Copy out the listing exactly.

··········

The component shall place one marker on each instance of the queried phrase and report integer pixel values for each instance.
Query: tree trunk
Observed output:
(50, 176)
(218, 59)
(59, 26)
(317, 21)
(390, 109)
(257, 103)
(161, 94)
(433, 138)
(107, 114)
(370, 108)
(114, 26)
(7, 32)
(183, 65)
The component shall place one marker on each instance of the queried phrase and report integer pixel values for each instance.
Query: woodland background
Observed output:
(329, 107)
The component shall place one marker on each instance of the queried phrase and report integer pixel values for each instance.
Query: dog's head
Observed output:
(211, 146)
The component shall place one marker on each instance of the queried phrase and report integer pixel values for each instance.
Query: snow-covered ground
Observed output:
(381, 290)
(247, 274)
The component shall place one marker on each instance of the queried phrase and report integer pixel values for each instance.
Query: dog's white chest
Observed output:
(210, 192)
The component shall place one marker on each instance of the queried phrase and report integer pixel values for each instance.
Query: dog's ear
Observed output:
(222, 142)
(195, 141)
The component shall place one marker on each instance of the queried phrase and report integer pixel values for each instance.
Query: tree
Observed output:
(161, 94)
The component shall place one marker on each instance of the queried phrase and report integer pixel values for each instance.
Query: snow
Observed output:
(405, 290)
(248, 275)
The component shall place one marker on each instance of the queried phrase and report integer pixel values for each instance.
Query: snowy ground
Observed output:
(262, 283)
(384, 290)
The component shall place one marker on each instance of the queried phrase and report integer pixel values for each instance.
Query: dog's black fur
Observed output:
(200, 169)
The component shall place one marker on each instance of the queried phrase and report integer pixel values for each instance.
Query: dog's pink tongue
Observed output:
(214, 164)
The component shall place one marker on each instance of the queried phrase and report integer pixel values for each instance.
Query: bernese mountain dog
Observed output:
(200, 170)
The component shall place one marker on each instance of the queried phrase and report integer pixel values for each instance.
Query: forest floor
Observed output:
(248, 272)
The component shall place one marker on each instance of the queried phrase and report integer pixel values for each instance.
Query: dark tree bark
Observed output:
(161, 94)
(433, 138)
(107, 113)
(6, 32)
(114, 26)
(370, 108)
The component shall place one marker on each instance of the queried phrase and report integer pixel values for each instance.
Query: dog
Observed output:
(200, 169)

··········

• _Answer to the task_:
The component shall place one marker on each instance of the queried phrase and report integer pixel values for each instance.
Query: tree trunk
Observed output:
(50, 176)
(218, 59)
(59, 26)
(317, 21)
(390, 109)
(257, 103)
(161, 94)
(433, 138)
(107, 114)
(370, 108)
(114, 26)
(7, 32)
(183, 65)
The component shall place one marker on each instance of the queried phrase and report integer pixel values for each instance.
Query: woodland background
Observed output:
(329, 107)
The component shall place one marker on each instance of the queried phrase and report integer pixel values for each instance.
Query: dog's head
Observed output:
(211, 146)
The component shall place one marker on each instance of the queried phrase and report integer pixel values for each instance.
Query: snow-covered ground
Observed output:
(381, 290)
(247, 274)
The component shall place one marker on each instance of the queried phrase and report integer pixel values for each instance.
Query: dog's white chest
Observed output:
(210, 192)
The component shall place one marker on each instance of the queried phrase and report integer pixel values for each instance.
Query: dog's ear
Observed output:
(222, 142)
(195, 141)
The component shall place one marker on each instance of the queried phrase and report integer pixel values for each instance.
Query: tree
Observed output:
(161, 94)
The component shall place one marker on each instance of the queried phrase and report integer pixel values for each instance.
Query: snow
Observed output:
(405, 290)
(248, 275)
The component shall place one marker on each instance of the queried phrase and report integer pixel values for each instance.
Query: snowy ground
Observed output:
(262, 283)
(384, 290)
The component shall place one marker on each instance of the queried phrase and report integer pixel values for each instance.
Query: dog's black fur
Observed output:
(200, 169)
The component shall place one marker on each instance of the queried phrase and report integer pixel values for each instance.
Query: dog's pink tongue
Observed output:
(214, 164)
The component shall place one marker on each instance of the queried phrase and report integer pixel values for each instance.
Query: bernese mountain dog
Observed output:
(200, 170)
The component shall place one marker on each instance of the queried phrase and report integer pixel values for each instance.
Query: forest floor
Observed output:
(248, 272)
The component shall place one marker on each instance of the queried phrase and report integer pixel values for each instance.
Query: dark tree bark
Observed output:
(161, 94)
(433, 138)
(107, 113)
(6, 32)
(114, 26)
(370, 108)
The component shall place one marker on each instance of the queried phrase and report integer pixel values for each instance.
Query: dog
Observed output:
(200, 169)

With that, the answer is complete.